● SECÇÃO DE TEXTO:
Discurso do Presidente da República por ocasião da Sessão de Abertura do Colóquio "A África e a União Europeia - Parceiros na Solidariedade"

Lisboa
27 de Fevereiro de 2003


Ao aceitar o convite que me foi tão amavelmente dirigido para participar na sessão de abertura desta iniciativa das Conferências Episcopais e Episcopados de África e da União Europeia, fi-lo sobretudo com três claros propósitos :

Em primeiro lugar, manifestar o apreço e o reconhecimento do Estado português pela notável acção desenvolvida, ao longo dos anos, pelas Igrejas em África. Acção discreta, nem sempre devidamente valorizada, mas sem dúvida essencial para o reforço do tecido social em que se alicerçam os Estados, uma vez que directamente direccionada para as mais básicas necessidades das populações : alimentação, saúde, educação, paz.

● LINHAS:
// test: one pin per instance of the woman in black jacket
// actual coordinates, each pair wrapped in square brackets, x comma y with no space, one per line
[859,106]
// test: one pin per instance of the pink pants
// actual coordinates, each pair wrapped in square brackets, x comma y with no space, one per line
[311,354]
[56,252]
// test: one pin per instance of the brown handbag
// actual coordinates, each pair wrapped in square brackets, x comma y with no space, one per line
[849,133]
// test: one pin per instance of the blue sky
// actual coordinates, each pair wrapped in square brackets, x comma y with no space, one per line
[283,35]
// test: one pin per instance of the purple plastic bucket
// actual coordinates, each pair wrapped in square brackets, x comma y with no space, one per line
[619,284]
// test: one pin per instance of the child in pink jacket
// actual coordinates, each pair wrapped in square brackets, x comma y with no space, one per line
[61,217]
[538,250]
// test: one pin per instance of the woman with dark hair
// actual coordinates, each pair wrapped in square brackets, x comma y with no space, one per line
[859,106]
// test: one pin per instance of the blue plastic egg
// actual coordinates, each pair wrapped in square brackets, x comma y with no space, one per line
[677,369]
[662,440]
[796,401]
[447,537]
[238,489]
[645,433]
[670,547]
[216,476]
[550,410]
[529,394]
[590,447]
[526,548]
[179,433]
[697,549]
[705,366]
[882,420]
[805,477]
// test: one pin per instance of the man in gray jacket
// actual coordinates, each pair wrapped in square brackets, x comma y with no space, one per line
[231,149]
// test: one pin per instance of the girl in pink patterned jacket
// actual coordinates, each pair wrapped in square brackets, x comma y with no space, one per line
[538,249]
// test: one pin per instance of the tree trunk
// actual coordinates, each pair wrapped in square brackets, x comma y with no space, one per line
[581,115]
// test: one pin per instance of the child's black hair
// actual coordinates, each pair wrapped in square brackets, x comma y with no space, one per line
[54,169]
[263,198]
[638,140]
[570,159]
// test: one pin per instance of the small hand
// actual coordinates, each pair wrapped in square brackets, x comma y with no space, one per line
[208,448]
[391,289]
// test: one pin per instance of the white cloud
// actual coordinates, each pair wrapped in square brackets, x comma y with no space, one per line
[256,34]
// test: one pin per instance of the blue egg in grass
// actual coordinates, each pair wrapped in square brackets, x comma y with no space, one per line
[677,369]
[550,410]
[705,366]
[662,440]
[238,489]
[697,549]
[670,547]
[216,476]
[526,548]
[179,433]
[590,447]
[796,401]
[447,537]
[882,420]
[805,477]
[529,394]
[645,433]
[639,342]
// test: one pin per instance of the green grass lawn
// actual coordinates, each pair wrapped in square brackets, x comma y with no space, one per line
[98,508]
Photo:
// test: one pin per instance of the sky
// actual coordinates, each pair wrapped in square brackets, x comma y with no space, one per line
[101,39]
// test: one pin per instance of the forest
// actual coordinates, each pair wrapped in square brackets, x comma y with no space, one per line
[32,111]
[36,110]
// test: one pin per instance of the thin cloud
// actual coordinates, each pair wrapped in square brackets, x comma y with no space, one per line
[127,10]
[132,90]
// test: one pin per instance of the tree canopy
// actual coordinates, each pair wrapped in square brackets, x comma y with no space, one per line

● TAREFA PROPOSTA A: As afirmações seguintes estão de acordo com o discurso? (i) O discurso foi proferido em Lisboa. (ii) O orador aceitou o convite com dois propósitos. (iii) A acção das Igrejas em África é apresentada como sempre devidamente valorizada. Responda "sim" ou "não" a cada uma e cite as palavras exatas do discurso que o decidem.
● TAREFA PROPOSTA B: Quais são as linhas dos registos que contêm a palavra "plastic"? Encontre-as e copie cada uma na íntegra.

● RESOLUÇÃO DO EXERCÍCIO A:
(i) Sim: "Lisboa".
(ii) Não: "três claros propósitos".
(iii) Não: "nem sempre devidamente valorizada".

● RESOLUÇÃO DO EXERCÍCIO B:
// test: one pin per instance of the purple plastic bucket
// test: one pin per instance of the blue plastic egg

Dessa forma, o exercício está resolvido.